ENTRIES:
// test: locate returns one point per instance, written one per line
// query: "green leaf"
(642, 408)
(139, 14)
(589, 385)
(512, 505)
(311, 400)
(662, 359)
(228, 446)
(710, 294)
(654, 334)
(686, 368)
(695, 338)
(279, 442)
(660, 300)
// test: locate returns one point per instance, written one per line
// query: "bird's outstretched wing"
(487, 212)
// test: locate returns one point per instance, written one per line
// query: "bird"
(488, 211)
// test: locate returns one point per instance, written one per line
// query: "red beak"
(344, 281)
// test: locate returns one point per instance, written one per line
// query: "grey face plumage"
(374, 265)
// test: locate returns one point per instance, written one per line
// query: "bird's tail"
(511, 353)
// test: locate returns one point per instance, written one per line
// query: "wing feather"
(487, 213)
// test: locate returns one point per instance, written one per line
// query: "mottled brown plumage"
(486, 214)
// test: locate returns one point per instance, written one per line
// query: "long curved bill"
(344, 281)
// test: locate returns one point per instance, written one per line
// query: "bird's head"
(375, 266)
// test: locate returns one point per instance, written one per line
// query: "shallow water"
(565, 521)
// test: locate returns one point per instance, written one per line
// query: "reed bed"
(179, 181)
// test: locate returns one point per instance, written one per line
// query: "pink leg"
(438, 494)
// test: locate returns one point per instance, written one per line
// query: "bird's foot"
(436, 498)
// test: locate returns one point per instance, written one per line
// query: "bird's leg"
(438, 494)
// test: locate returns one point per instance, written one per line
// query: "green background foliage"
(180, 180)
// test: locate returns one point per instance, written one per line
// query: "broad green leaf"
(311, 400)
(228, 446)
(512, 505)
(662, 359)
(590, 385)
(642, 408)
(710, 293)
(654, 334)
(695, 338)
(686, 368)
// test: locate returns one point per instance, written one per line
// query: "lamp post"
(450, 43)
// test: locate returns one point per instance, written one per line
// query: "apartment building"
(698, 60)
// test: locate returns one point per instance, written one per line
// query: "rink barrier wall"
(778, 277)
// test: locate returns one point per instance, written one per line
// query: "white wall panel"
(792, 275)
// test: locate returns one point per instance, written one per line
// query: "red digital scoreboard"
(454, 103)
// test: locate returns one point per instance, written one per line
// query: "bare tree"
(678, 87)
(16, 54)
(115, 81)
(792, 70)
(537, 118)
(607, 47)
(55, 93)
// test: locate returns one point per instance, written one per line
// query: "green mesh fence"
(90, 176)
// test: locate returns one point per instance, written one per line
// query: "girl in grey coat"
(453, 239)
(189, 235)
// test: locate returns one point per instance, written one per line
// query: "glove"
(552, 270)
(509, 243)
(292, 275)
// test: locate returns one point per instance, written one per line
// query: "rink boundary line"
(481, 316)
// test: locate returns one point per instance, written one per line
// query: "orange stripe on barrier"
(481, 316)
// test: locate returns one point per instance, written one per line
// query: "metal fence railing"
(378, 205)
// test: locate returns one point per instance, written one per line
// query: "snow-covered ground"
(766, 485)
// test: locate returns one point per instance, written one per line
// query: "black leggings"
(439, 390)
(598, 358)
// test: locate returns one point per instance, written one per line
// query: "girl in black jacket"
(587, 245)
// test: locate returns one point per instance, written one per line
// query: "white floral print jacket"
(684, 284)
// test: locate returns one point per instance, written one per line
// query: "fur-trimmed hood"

WORK TO DO: Return all of the entries word for word.

TASK RESULT:
// test: locate returns one point per instance, written one per line
// query: "green leaf"
(642, 408)
(139, 14)
(589, 385)
(512, 505)
(311, 400)
(662, 359)
(228, 446)
(710, 294)
(654, 334)
(686, 368)
(695, 338)
(279, 442)
(660, 300)
// test: locate returns one point per instance, written one per line
// query: "bird's outstretched wing"
(487, 212)
// test: locate returns one point per instance, written one per line
// query: "bird"
(488, 211)
// test: locate returns one point per instance, written one per line
// query: "red beak"
(344, 281)
// test: locate returns one point per instance, written one per line
// query: "grey face plumage"
(374, 265)
// test: locate returns one point per instance, written one per line
// query: "bird's tail"
(511, 353)
// test: locate returns one point per instance, written one per line
// query: "wing feather"
(487, 213)
// test: locate returns one point per instance, written one per line
// query: "mottled brown plumage"
(486, 214)
// test: locate returns one point per instance, written one per line
// query: "long curved bill"
(344, 281)
// test: locate returns one point per instance, written one per line
// query: "bird's head"
(375, 266)
// test: locate returns one point per instance, written one per line
// query: "shallow water"
(565, 521)
// test: locate returns one point per instance, written one per line
// query: "reed bed"
(179, 181)
// test: locate returns one point per instance, written one per line
// query: "pink leg"
(438, 494)
// test: locate returns one point per instance, written one per line
// query: "bird's foot"
(436, 498)
// test: locate returns one point per instance, written one per line
// query: "bird's leg"
(438, 494)
// test: locate returns one point per instance, written one per line
// query: "green background foliage"
(180, 180)
// test: locate returns one point per instance, written one per line
// query: "broad green leaf"
(311, 400)
(228, 446)
(512, 505)
(662, 359)
(590, 385)
(642, 408)
(710, 293)
(654, 334)
(695, 338)
(686, 368)
// test: locate returns one point per instance, written one per line
// query: "lamp post"
(450, 43)
// test: locate returns one point per instance, written one per line
// query: "apartment building"
(698, 60)
// test: locate returns one point per instance, written one per line
// query: "rink barrier wall"
(778, 277)
// test: locate returns one point per instance, written one per line
// query: "white wall panel"
(792, 275)
// test: locate returns one point per instance, written one per line
// query: "red digital scoreboard"
(454, 103)
// test: locate returns one point per instance, written one per line
// query: "bare tree"
(678, 87)
(16, 54)
(115, 81)
(792, 70)
(537, 118)
(607, 47)
(55, 93)
// test: locate returns one point per instance, written one per line
// query: "green mesh fence"
(90, 176)
// test: locate returns one point per instance, written one per line
// query: "girl in grey coat"
(453, 239)
(189, 235)
// test: locate returns one point per instance, written one per line
// query: "glove"
(552, 270)
(509, 243)
(292, 275)
// test: locate returns one point per instance, written one per line
// query: "rink boundary line"
(481, 316)
// test: locate returns one point per instance, written one per line
// query: "orange stripe on barrier"
(481, 316)
// test: locate returns one point per instance, written one per line
// query: "metal fence railing"
(378, 205)
// test: locate returns one point per instance, written one per line
// query: "snow-covered ground"
(766, 485)
// test: locate returns one point per instance, written one per line
// query: "black leggings"
(439, 390)
(598, 358)
// test: locate returns one point per instance, written one per line
// query: "girl in black jacket"
(587, 245)
// test: locate returns one point per instance, written one per line
// query: "white floral print jacket"
(684, 284)
// test: locate returns one point per instance, written one per line
// query: "fur-trimmed hood"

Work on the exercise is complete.